» WORK INSTRUCTIONS: Report each line of the records below that holds the word "sample".

» EXTRACTED DATA:
#####
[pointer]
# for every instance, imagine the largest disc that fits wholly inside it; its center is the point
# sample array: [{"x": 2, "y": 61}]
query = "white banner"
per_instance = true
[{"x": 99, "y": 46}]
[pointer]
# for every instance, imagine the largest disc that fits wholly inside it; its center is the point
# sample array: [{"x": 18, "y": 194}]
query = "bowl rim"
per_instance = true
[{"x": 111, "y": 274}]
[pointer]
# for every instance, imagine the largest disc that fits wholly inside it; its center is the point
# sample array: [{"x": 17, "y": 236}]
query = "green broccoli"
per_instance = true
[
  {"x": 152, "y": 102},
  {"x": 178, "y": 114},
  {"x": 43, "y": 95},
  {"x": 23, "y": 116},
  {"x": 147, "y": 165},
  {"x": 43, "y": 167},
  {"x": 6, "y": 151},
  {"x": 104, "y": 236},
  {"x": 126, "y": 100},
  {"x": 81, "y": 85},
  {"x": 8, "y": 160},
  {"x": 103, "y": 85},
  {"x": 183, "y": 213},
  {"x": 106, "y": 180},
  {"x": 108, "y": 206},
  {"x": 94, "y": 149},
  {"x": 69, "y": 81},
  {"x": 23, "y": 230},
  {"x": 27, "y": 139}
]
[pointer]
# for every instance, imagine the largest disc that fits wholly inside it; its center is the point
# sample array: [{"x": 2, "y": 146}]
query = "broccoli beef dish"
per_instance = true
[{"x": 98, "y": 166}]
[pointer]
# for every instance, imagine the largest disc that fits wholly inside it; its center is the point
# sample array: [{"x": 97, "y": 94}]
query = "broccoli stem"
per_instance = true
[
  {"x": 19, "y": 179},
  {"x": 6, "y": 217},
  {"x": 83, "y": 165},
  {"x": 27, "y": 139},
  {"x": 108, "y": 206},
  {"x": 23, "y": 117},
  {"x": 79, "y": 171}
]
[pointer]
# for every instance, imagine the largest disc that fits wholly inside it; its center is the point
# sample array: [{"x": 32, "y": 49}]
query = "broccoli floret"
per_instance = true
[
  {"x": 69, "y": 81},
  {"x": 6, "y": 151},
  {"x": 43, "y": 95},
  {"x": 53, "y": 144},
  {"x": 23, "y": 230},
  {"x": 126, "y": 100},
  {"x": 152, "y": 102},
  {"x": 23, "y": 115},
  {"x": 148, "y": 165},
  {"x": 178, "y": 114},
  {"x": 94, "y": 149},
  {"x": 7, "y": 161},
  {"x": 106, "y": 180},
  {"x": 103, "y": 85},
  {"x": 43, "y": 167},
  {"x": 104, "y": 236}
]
#####
» SOLVED EXERCISE:
# sample array: [{"x": 2, "y": 61}]
# sample array: [{"x": 18, "y": 194}]
# sample array: [{"x": 17, "y": 236}]
# sample array: [{"x": 2, "y": 146}]
# sample array: [{"x": 97, "y": 94}]
# sample array: [{"x": 32, "y": 49}]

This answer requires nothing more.